### [Problems to work on]
**1.** Answer these from the Operation Blackhawk post, one line each:
(a) How long is the drive from home to Nagambie?
(b) Which obstacle gave the writer the only penalty?
(c) About how many hours did Dave spend on the wall helping people over it?
**2.** In the Operation Blackhawk post, condense the paragraph starting "Unfortunately there was a slight change of location" into one shorter sentence that keeps its main facts.
**3.** Resume the Operation Blackhawk post right after its final sentence and keep writing in the same voice.

### [Article]
This is the first time we have done Operation Blackhawk in Nagambie, a two hour drive from home, although we have gone to a few different Operation Blackhawk events mainly at Wonga Park. This one is a little different to the ones we have done at Wonga Park. It is quite amazing that the team travel around Australia producing these events, and each one is so different, how they all pull together and get everything done is amazing, the hard work and effort that they put into each one, and the personal touches. This really does draw you back time and time again to these events.
We were also part of the OCR elite team (scary thoughts), and sometimes I do wonder why I signed us up for this (trying to gain that confidence that you are in fact good enough to be part of the team is just a little scary). Even with the sickness feeling in the pit of your stomach and the start and the self doubt that I shouldn't be part of this team. I do have to scythe best part of it, is that you get to go first, you don't have to worry about queues or getting held up, you can race against yourself and just keep going. I am lucky that I always have my support by my side, cheering me on and keeping me going.
There was a burped challenge for any obstacle not completed and I am proud that I only had one penalty, which of course was the monster wall at the end of the course. Dave just made it look so easy, pretty much running along the side of it, its as quite amazing really (there is a little sip of jealously there).
Unfortunately there was a slight change of location, so the layout of the course was a little difficult to navigate, but given the teams limited time scales of the change of location, they did a fantastic job with what they had, and still included all the major obstacles.
Since we spent two hours driving there and completed the course in order 1 hour (yeah, all I wanted to do), especially as apparently it on average takes about two hours to complete (this maybe a little different because of the different course). We hung around and helped out, Dave spent about 6 hours on the wall, helping people get over it (which was gave them a massive boost and sense of achievement, especially those that had their own self doubt (too heavy, they just can't do it or those that a scared of heights). I just handed out flyers, helped with the kids run and took some photos. It was the least we can do to help out.
After a nice early start with the alarm going off before 5am and a 2 hour drive ahead, you do have to question your own sanity. Why do we do this again, why do we get up at some silly time and drive to somewhere new and why do we put ourselves through it. I am not sure if it is because we are addicted or the fact that we really truly enjoy what we are doing and the feeling of achievement at completion. Really just having that sick feeling in the pit of your stomach at the start of ever race should be enough to out you off doing it again, the pre race nerves that the thought of being not far from a bathroom just fills you with fear, but somehow you get through it. The adrenaline pumps and you have started the race, there is no more time to think about how you are feeling just that fact that you just need to get on with it.

### [Data lines]

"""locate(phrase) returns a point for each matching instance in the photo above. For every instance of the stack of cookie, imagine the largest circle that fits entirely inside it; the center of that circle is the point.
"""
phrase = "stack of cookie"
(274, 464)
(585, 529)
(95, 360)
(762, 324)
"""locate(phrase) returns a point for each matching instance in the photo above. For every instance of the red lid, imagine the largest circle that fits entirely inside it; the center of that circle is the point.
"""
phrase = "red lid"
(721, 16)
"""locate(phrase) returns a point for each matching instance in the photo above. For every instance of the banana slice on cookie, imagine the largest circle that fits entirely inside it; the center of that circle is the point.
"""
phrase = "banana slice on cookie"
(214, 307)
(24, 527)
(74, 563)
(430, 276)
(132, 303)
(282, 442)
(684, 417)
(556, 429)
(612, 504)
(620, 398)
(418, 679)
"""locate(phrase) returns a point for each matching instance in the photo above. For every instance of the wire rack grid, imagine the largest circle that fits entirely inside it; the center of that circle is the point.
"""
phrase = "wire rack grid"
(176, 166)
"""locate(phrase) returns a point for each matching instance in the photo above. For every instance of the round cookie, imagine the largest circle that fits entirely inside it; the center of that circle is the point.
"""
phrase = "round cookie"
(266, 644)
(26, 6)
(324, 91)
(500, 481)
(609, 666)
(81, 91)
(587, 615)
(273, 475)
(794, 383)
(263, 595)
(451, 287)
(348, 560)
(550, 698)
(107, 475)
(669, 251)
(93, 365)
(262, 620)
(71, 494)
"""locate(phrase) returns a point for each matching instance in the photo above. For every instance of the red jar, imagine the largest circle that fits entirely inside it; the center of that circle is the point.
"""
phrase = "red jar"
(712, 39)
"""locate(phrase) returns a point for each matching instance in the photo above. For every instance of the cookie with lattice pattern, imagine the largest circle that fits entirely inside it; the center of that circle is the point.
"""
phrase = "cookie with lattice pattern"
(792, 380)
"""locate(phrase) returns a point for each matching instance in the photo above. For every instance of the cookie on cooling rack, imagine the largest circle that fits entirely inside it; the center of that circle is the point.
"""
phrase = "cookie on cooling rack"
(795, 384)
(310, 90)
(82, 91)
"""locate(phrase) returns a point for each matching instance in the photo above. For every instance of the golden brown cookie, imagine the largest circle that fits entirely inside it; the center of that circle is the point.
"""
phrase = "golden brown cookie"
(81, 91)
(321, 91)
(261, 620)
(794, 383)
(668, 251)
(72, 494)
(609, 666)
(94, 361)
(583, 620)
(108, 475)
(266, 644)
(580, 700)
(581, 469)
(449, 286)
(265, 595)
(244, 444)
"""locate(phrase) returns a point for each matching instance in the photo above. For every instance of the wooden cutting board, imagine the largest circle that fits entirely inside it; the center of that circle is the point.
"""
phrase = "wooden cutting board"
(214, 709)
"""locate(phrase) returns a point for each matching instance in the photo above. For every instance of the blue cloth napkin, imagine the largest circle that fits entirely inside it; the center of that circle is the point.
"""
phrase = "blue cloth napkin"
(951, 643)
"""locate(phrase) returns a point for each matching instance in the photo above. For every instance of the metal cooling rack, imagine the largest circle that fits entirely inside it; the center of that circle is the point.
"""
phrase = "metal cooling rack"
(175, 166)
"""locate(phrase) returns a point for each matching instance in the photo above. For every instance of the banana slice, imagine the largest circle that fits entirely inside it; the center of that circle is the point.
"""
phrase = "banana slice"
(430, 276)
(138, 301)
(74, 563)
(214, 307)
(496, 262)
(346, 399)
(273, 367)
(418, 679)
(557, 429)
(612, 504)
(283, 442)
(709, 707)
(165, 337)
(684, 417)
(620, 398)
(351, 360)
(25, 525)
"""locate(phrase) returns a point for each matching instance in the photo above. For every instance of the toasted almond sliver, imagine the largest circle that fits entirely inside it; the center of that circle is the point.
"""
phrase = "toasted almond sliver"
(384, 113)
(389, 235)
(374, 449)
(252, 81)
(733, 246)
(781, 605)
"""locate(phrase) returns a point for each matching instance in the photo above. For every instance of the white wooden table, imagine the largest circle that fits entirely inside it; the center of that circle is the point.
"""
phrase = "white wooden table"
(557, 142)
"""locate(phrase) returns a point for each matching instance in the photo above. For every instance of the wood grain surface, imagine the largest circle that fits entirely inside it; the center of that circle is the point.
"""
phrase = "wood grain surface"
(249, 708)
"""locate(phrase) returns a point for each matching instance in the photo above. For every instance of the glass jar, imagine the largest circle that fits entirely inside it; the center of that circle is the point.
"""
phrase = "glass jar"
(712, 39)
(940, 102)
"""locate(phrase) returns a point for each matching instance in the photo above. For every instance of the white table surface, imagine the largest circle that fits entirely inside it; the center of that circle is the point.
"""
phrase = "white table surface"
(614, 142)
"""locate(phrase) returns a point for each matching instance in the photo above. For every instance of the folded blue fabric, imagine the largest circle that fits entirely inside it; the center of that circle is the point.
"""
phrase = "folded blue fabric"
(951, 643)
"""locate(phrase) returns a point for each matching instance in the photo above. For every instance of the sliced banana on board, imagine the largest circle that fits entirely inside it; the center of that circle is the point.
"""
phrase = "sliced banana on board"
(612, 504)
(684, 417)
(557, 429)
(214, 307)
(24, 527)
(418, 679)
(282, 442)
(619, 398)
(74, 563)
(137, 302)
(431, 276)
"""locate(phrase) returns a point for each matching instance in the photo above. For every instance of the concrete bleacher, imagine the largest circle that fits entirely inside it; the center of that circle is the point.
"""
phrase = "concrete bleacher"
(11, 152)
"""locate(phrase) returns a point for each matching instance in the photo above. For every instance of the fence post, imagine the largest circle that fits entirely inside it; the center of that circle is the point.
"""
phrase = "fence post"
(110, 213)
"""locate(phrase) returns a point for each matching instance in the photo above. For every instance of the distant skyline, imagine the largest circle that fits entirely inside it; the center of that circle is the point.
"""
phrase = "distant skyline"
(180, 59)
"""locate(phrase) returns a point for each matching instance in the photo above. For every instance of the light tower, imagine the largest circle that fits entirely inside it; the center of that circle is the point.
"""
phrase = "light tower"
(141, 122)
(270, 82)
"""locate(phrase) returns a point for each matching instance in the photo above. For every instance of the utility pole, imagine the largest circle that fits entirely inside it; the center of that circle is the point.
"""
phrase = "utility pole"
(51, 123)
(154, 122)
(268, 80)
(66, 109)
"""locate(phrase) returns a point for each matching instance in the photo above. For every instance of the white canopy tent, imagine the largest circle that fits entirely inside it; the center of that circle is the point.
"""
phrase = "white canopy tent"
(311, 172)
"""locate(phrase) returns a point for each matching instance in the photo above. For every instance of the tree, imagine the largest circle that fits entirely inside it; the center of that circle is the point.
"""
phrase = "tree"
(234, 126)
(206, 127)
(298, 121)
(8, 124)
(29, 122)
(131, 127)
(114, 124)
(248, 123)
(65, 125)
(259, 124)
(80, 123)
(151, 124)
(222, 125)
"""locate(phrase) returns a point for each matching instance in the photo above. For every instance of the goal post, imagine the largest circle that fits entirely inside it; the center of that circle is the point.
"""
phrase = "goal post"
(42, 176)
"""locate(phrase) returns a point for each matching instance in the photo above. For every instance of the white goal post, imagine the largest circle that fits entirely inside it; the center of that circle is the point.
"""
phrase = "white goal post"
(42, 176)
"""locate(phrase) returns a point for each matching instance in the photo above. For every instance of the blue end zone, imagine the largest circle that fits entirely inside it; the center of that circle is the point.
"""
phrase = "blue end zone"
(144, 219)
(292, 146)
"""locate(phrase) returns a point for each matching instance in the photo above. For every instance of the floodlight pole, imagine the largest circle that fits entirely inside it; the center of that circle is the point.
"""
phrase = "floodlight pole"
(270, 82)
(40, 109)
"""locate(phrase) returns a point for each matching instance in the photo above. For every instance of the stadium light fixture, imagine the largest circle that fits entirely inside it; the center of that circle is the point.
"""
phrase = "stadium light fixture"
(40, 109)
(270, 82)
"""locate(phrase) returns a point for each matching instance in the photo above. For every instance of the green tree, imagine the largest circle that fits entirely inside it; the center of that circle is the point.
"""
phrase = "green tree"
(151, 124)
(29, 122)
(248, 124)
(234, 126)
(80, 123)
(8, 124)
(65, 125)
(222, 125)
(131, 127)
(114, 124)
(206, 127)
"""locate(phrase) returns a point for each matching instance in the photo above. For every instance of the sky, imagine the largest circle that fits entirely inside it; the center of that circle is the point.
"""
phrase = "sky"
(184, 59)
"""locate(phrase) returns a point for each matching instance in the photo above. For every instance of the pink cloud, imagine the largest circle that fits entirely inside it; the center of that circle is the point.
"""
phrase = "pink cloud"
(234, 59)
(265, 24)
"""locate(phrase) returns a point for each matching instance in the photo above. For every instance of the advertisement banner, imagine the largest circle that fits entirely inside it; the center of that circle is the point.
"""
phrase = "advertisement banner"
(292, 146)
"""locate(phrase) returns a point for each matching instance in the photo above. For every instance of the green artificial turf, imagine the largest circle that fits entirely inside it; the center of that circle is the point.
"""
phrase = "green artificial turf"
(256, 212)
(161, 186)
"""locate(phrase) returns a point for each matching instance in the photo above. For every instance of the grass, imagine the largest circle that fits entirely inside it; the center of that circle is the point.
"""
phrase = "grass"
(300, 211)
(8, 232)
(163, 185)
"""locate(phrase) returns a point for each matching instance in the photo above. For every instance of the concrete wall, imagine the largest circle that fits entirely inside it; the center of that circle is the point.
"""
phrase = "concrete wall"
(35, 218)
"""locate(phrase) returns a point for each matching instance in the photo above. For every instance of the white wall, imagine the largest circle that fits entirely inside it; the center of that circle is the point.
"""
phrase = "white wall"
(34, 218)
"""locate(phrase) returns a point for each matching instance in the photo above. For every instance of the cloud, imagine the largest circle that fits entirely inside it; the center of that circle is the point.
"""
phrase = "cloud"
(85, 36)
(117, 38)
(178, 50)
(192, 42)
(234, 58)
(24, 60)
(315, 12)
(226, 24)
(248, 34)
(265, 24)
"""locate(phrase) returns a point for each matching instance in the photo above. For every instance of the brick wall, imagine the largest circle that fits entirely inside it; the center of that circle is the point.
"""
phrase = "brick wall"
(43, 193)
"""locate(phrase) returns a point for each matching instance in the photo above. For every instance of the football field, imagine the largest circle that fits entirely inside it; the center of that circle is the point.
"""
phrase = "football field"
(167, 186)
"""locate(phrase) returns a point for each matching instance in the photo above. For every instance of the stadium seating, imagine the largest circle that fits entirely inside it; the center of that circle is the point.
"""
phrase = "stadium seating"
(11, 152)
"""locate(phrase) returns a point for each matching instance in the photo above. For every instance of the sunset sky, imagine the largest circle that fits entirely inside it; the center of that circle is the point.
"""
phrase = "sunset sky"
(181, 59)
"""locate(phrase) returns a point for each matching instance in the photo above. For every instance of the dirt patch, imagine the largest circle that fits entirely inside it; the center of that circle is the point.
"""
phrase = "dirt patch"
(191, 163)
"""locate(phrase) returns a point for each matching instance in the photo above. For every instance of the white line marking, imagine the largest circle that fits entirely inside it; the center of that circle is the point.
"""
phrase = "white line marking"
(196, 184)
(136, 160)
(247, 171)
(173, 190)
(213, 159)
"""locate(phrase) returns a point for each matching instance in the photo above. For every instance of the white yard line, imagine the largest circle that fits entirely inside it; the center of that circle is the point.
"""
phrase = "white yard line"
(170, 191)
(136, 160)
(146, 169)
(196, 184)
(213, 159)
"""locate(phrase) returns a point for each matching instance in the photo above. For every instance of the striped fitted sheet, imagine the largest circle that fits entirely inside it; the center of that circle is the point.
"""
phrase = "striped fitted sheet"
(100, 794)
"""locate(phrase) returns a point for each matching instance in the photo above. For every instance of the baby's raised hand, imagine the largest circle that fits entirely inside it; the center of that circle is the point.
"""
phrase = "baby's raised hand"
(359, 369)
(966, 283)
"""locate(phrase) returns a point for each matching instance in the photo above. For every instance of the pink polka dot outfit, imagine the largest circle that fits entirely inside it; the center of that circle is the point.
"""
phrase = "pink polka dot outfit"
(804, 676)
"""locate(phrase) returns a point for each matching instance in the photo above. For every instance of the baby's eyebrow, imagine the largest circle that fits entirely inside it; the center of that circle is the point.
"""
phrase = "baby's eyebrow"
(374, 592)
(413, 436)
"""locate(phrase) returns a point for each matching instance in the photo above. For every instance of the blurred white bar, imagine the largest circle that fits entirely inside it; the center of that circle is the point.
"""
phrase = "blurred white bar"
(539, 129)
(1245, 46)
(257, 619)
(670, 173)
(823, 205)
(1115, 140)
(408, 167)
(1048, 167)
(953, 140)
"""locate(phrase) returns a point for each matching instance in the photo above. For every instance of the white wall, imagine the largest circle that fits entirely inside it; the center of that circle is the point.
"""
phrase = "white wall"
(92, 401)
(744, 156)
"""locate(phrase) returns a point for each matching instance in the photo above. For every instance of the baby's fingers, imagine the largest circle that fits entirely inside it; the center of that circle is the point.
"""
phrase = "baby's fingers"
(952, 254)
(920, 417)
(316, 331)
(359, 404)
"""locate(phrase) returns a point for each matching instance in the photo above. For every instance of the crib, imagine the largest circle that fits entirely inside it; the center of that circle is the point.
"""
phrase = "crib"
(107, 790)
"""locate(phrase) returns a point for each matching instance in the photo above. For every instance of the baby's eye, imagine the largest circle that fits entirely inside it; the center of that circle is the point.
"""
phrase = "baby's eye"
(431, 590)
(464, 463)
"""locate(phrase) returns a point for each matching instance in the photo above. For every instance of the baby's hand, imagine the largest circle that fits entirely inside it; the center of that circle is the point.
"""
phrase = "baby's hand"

### [Results]
**1.**
(a) Two hours.
(b) The monster wall at the end of the course.
(c) About 6 hours.

**2.** A late change of location made the course layout a little hard to navigate, but with limited time the team did a fantastic job and still included all the major obstacles.

**3.**
I also have to say that the people we have met along the way have been amazing, for some reason we always have the preconception that there was some sort of elitism happening, but how wrong were we. Everyone is so great and willing to help, cheer you on and take some time time out to give you some great advice. The comradery is unreal, you just can't explain how amazing everyone is.
The very first obstacle course we did was Tough Mudder and the only reason why we did it was because some friends said about doing it. They didn't do it but we did, the thought of doing 21kms of obstacles as well as electricity was a scary thought but we are always up for anything new. This would have to be the start, we did it on the Sunday which overall was a little quieter then Saturday, there were no queues and the pit area was just alive with excitement and nerves, everyone looked just as nervous but had a little excitement too. Our wave time was called and the first thing you had to do was to climb over a wall to get into the pit area. (Seriously it hadn't even started yet and I already struggled with the first obstacle). The MC was amazing, getting everyone pumped as they cheered on, reciting the Tough Mudder pledge and with a few more high fives and cheers the horn sounded and the smoke cannons were unleashed as we ran through and we had started. No turning back now, we just had to get it done. It started off with a nice job around Phillip Island race track and then the first obstacle the 'ICE bath'. A few swear words did elapse my lips as your whole body just goes numb from the shock and the ability to control your muscles and functions were slowly depleting. It was an effort just to climb out. The sun was shining and instead of complaining about being cold, you needed to look at the positive, you could no longer feel your muscles so you could not really feel running (it became effortless), soon you dried off and you just carried on going.
The other reasons is to be able to test yourself, without trying how do you really know you can do? Can you get over that wall? Or rope traverse? Crawl under barbed wire? or just finish a race? There is an amazing feeling of accomplishment when you can get through these things, having a can do attitude rather than just giving up. The ability to just keep going, give it 110%, hurt, cry but still just get on with it.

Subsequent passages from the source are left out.